■ Data ■
☆ ☆ ☆ ☆ ☆ ☆ ☆

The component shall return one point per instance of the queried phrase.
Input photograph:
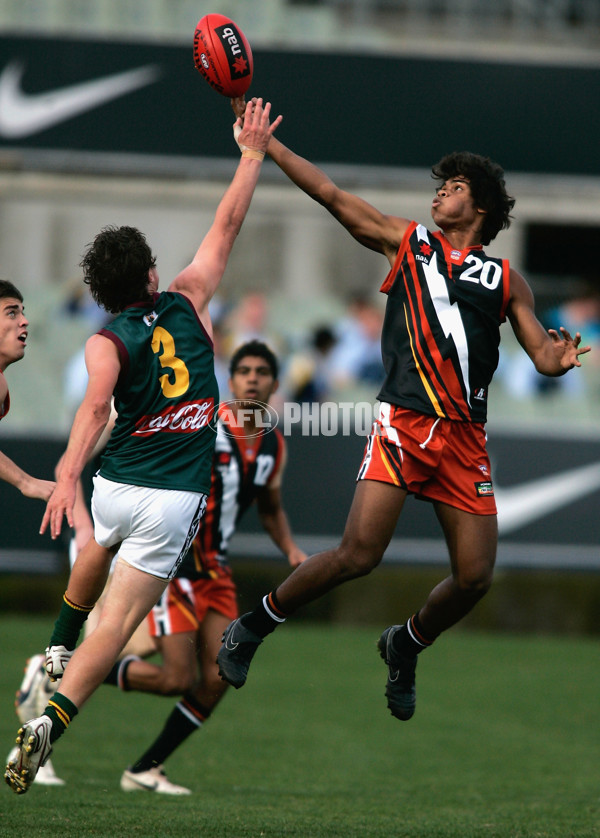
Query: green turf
(505, 742)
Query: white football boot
(154, 779)
(34, 748)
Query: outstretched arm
(200, 279)
(552, 353)
(103, 364)
(372, 228)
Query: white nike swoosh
(527, 502)
(23, 114)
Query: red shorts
(184, 604)
(435, 459)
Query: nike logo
(231, 647)
(521, 505)
(23, 114)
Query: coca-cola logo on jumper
(183, 418)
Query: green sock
(61, 710)
(69, 623)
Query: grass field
(505, 742)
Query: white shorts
(155, 527)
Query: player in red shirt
(446, 300)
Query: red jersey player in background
(13, 336)
(189, 620)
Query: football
(222, 55)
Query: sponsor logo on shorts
(484, 489)
(186, 418)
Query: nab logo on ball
(222, 55)
(239, 66)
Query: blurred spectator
(578, 314)
(247, 321)
(79, 304)
(357, 355)
(308, 376)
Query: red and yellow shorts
(184, 604)
(435, 459)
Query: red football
(222, 55)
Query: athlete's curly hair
(7, 289)
(256, 349)
(116, 266)
(488, 188)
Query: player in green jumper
(156, 358)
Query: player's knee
(356, 559)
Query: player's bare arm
(200, 279)
(373, 229)
(103, 364)
(553, 353)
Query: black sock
(410, 640)
(266, 616)
(186, 717)
(118, 674)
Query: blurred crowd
(338, 357)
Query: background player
(13, 340)
(13, 336)
(157, 359)
(196, 607)
(446, 301)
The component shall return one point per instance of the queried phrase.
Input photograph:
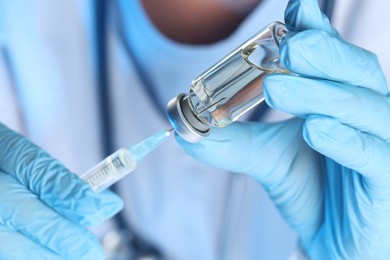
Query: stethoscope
(141, 248)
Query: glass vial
(230, 88)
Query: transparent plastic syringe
(122, 162)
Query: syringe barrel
(110, 170)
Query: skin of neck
(196, 21)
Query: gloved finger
(14, 245)
(301, 15)
(22, 211)
(52, 182)
(315, 53)
(354, 149)
(249, 148)
(354, 106)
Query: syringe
(122, 162)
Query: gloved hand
(326, 170)
(44, 208)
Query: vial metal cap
(184, 121)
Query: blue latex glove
(44, 207)
(326, 170)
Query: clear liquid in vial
(234, 85)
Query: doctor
(49, 79)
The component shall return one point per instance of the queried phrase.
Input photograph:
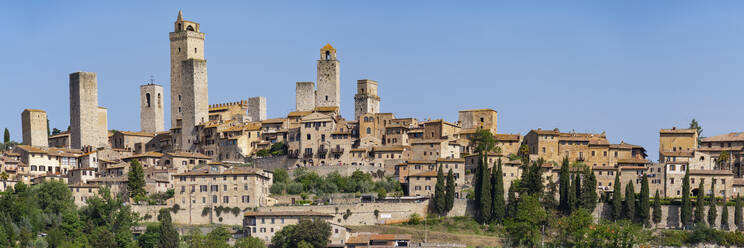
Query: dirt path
(417, 235)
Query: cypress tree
(724, 214)
(738, 218)
(440, 203)
(657, 208)
(589, 190)
(712, 209)
(511, 208)
(450, 191)
(617, 199)
(564, 183)
(685, 214)
(644, 205)
(485, 204)
(497, 193)
(629, 206)
(700, 205)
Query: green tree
(685, 213)
(738, 217)
(644, 204)
(564, 184)
(450, 190)
(136, 180)
(657, 208)
(629, 206)
(724, 214)
(440, 202)
(700, 205)
(498, 206)
(315, 232)
(712, 211)
(250, 242)
(168, 234)
(526, 228)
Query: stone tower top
(328, 52)
(180, 25)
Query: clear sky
(627, 68)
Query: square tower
(257, 108)
(186, 42)
(35, 131)
(329, 78)
(84, 125)
(366, 100)
(305, 96)
(195, 107)
(151, 108)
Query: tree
(315, 232)
(657, 208)
(738, 217)
(712, 210)
(564, 184)
(249, 242)
(136, 180)
(644, 205)
(450, 191)
(497, 193)
(724, 214)
(168, 234)
(685, 214)
(617, 198)
(440, 202)
(700, 205)
(629, 206)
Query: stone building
(35, 131)
(152, 117)
(366, 100)
(329, 79)
(186, 42)
(85, 127)
(219, 186)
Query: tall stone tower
(85, 129)
(257, 108)
(329, 78)
(186, 42)
(194, 95)
(151, 108)
(35, 131)
(366, 100)
(305, 96)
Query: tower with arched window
(329, 78)
(152, 108)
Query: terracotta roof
(711, 172)
(188, 155)
(288, 213)
(676, 130)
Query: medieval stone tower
(366, 100)
(329, 77)
(34, 125)
(305, 96)
(151, 108)
(85, 127)
(186, 42)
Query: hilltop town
(229, 164)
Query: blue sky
(627, 68)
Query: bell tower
(186, 42)
(329, 77)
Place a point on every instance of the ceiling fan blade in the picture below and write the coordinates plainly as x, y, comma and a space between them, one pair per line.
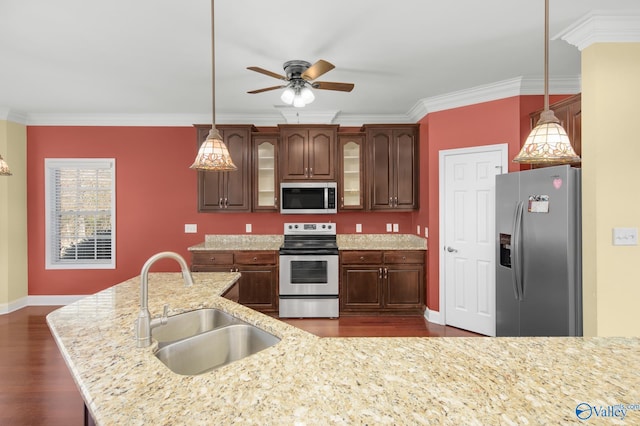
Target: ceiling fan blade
328, 85
317, 69
267, 72
266, 89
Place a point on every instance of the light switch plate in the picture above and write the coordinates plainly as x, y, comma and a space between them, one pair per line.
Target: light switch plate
625, 236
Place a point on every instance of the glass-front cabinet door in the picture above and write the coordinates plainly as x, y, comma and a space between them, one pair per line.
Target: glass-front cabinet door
351, 182
265, 172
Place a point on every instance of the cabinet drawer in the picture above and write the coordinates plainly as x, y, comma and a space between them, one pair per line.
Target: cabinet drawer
361, 257
255, 258
212, 258
404, 257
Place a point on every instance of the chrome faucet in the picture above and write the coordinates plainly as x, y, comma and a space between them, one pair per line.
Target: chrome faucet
144, 324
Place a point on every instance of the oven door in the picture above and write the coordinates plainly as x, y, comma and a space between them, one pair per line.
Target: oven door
308, 275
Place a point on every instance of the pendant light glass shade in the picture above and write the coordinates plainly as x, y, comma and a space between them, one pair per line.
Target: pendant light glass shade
4, 168
548, 142
213, 155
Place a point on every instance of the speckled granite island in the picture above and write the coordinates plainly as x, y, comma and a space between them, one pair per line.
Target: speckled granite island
345, 242
306, 380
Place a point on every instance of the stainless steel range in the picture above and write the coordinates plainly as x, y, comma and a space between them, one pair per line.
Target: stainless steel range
309, 271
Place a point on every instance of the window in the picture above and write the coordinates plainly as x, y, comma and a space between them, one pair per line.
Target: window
80, 213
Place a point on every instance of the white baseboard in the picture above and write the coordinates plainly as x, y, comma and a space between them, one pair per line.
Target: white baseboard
6, 308
433, 316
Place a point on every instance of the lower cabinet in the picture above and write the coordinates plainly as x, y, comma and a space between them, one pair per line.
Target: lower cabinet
379, 281
257, 288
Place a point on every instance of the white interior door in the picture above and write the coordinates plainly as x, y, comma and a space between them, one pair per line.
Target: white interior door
468, 241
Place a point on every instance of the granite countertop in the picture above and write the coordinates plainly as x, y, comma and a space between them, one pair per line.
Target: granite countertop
306, 380
345, 242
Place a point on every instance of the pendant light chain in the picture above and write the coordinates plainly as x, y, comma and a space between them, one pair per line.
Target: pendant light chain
548, 142
213, 69
213, 155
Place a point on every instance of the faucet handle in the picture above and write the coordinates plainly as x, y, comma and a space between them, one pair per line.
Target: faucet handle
165, 314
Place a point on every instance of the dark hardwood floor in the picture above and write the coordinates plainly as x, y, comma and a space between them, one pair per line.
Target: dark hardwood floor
36, 387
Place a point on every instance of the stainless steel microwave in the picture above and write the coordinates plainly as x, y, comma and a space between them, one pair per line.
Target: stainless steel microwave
308, 198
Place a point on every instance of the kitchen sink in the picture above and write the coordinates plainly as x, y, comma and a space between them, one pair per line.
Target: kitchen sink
189, 324
213, 349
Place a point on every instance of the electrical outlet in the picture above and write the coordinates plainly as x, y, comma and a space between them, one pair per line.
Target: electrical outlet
625, 236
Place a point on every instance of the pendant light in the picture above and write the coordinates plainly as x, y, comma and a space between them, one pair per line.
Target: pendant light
4, 168
548, 142
213, 155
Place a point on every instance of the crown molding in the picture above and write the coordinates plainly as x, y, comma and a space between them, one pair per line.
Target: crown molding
475, 95
13, 115
603, 27
490, 92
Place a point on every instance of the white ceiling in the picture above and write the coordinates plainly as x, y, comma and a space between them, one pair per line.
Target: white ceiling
149, 58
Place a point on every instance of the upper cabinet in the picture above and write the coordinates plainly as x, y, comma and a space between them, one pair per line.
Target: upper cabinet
393, 162
569, 112
265, 177
308, 152
227, 191
351, 149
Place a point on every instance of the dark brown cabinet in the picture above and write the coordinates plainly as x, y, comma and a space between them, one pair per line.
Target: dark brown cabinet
227, 191
265, 175
351, 181
393, 160
307, 152
569, 112
257, 288
386, 282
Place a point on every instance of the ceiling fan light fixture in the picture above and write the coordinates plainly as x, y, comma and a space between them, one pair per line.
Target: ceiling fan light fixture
307, 95
287, 95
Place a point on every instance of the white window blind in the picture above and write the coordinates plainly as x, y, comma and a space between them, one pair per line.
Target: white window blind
80, 213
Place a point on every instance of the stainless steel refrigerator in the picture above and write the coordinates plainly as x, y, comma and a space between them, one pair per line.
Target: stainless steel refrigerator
539, 253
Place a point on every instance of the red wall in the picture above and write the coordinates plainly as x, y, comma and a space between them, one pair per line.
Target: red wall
156, 191
501, 121
156, 194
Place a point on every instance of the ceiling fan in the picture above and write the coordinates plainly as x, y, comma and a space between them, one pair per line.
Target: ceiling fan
300, 76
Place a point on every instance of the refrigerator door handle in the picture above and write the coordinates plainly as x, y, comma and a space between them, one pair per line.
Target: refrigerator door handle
516, 270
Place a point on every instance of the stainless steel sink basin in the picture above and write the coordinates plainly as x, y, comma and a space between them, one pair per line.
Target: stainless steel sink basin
214, 349
189, 324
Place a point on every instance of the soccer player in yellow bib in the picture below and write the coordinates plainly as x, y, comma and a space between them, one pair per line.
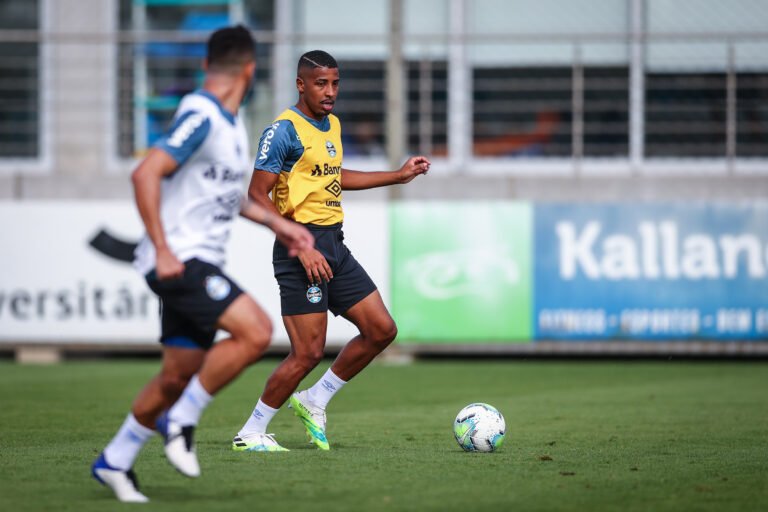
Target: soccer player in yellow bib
299, 162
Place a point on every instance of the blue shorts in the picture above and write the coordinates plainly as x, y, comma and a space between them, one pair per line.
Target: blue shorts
350, 283
190, 306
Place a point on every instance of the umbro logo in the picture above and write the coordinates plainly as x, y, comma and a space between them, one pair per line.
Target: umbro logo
334, 188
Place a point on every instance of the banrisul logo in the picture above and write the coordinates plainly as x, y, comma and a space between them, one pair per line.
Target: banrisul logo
657, 250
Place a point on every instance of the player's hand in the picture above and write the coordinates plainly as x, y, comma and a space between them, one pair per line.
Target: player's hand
294, 236
316, 266
413, 167
168, 266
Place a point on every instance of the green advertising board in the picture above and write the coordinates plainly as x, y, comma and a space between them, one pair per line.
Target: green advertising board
461, 271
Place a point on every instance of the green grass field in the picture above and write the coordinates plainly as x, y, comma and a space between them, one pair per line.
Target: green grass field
580, 436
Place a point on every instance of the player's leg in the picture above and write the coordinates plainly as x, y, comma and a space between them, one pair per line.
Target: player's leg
353, 294
114, 466
377, 330
307, 334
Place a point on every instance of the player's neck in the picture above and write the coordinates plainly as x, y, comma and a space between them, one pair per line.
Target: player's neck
228, 91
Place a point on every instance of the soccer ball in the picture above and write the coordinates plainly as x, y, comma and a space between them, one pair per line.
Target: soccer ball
479, 428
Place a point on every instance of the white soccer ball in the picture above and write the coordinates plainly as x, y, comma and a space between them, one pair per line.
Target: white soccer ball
479, 428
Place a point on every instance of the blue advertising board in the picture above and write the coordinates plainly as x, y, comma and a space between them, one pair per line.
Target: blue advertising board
651, 271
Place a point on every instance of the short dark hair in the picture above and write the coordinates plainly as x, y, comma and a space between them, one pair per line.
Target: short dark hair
316, 59
230, 48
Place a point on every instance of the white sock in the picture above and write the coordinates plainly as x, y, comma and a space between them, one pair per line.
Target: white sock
122, 451
259, 421
189, 407
324, 389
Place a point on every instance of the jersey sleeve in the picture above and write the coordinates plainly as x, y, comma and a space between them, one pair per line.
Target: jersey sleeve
188, 132
278, 148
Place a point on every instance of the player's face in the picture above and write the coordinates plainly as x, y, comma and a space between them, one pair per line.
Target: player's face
318, 88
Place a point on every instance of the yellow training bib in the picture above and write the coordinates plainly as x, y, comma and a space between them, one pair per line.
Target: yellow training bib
310, 193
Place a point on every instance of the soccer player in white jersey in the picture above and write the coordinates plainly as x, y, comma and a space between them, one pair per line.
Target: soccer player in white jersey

☆ ☆ ☆ ☆ ☆ ☆ ☆

■ Work instruction ■
Report each line in the preceding entries that holds the string "below".

■ Response to this task ■
Place a point on every instance of the ceiling fan blade in the picture below and write the coordinates plainly as x, y, comma and a space between them, one pair per line.
Place a point on every instance of the soccer player in yellow bib in the picture below and write the coordinates plainly as x, y, comma and a space between them, one pair per line.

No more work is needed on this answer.